Problem set
A: Please copy the stretch from "To help us traverse" through "nodes at all?" in the Symmetric Tree walkthrough word for word.
B: Pick up the Symmetric Tree walkthrough after its last sentence and keep writing it.

Selected excerpt
+-------+
101. Symmetric Tree

This is the first binary tree problem in LeetCode! Since they’re very common in technical assessments, I want to break this problem down as much as possible.
The problem asks us, given the root of a binary tree, check whether it is a mirror of itsel…

Illustration from The Giving Tree by Shell Silverstein. Image is a boy hugging the tree. The tree is leaning forward, as if it were looking and embracing the boy.
This is the first binary tree problem in LeetCode! Since they’re very common in technical assessments, I want to break this problem down as much as possible.
The problem asks us, given the root of a binary tree, check whether it is a mirror of itself (i.e, symmetrical).
Lets look at the first example: symmetrical means that if we start at the root of 1 and follow the dotted line, the binary tree is split in half. The right side of the node should be a mirrored image of the left node and vice versa.

Binary tree that is symmetrical.

To help us traverse the binary tree, let’s label the left node as root A and the right node as root B.

Binary tree with two symmetrical branches. Root and branch A ! and branch B are identified

But before we start coding we have to solve for possible edge cases. Like what if the nodes don’t match? Or if there aren’t any nodes at all?

Let’s think about it. If there are no nodes, meaning there is neither a branch A or a branch B, then we can return True because there are no nodes to compare. We can translate this into conditional logic, like

if not a and not b: 
   return True
#if there are no nodes, none to compare return True

Now what if the nodes don’t match? Let’s use the same conditional knowledge.
+-------+
Recorded information
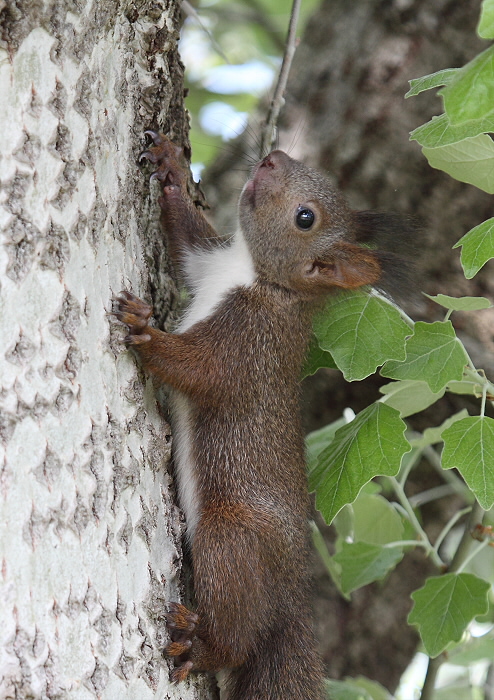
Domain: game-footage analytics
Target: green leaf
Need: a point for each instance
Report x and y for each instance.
(409, 396)
(477, 247)
(434, 355)
(445, 606)
(476, 649)
(363, 563)
(465, 387)
(318, 440)
(361, 331)
(460, 303)
(485, 27)
(317, 358)
(375, 690)
(356, 689)
(459, 692)
(375, 521)
(470, 94)
(432, 436)
(470, 160)
(373, 444)
(440, 132)
(427, 82)
(469, 446)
+-------+
Responses to the tasks
A:
To help us traverse the binary tree, let’s label the left node as root A and the right node as root B.

Binary tree with two symmetrical branches. Root and branch A ! and branch B are identified

But before we start coding we have to solve for possible edge cases. Like what if the nodes don’t match? Or if there aren’t any nodes at all?

B:
if not a or not b: 
   return False
# if the nodes do not match return False

Given the starter code, we already have code for our edge cases:

class Solution:
    def isSymmetric(self, root: Optional[TreeNode]) -> bool:
class Solution:
    def isSymmetric(self, root: Optional[TreeNode]) -> bool:
        def same_tree(a,b):
            if not a and not b: 
                return True
            if not a or not b: 
                return False

Now we have code to handle edge cases if there are no nodes or if the nodes do not match. The next step is to determine if the values of branches are symmetrical. To help us achieve symmetry, I labeled the nodes as followed:

Binary tree labeled as A and B. Children nodes labeled as A left, left, A left, right, B right, left, and B right, right

From this diagram, we can see that root A left left is similar to root B right right and root A left right is equal to root B right left.

root left left == root right right
root left right == root right left

We can use this logic to determine if the left and right nodes are similar. The conditional above will work for our best case that both branches are symmetrical, which we would then return True.
In this step we have to do two things to check a branch’s symmetry. We must check the value of branch A and branch B and check if same_tree(a.left,b.right) and same_tree(a.right,b.left)

class Solution:
    def isSymmetric(self, root: Optional[TreeNode]) -> bool:
        def same_tree(a,b):
            if not a and not b: 
                return True
            if not a or not b: 
                return False
            if a.val == b.val and same_tree(a.left,b.right) and same_tree(a.right,b.left): 
                return True

If the values of branch A and branch B are symmetrical, we will return it. Else we will return it as false.

class Solution:
    def isSymmetric(self, root: Optional[TreeNode]) -> bool:
        def same_tree(a,b):
            if not a and not b: 
                return True
            if not a or not b: 
                return False
            if a.val == b.val and same_tree(a.left,b.right) and same_tree(a.right,b.left):  #if values are the same, if conditional matches
                return True
            else:
                return False
        return same_tree(root.right,root.left)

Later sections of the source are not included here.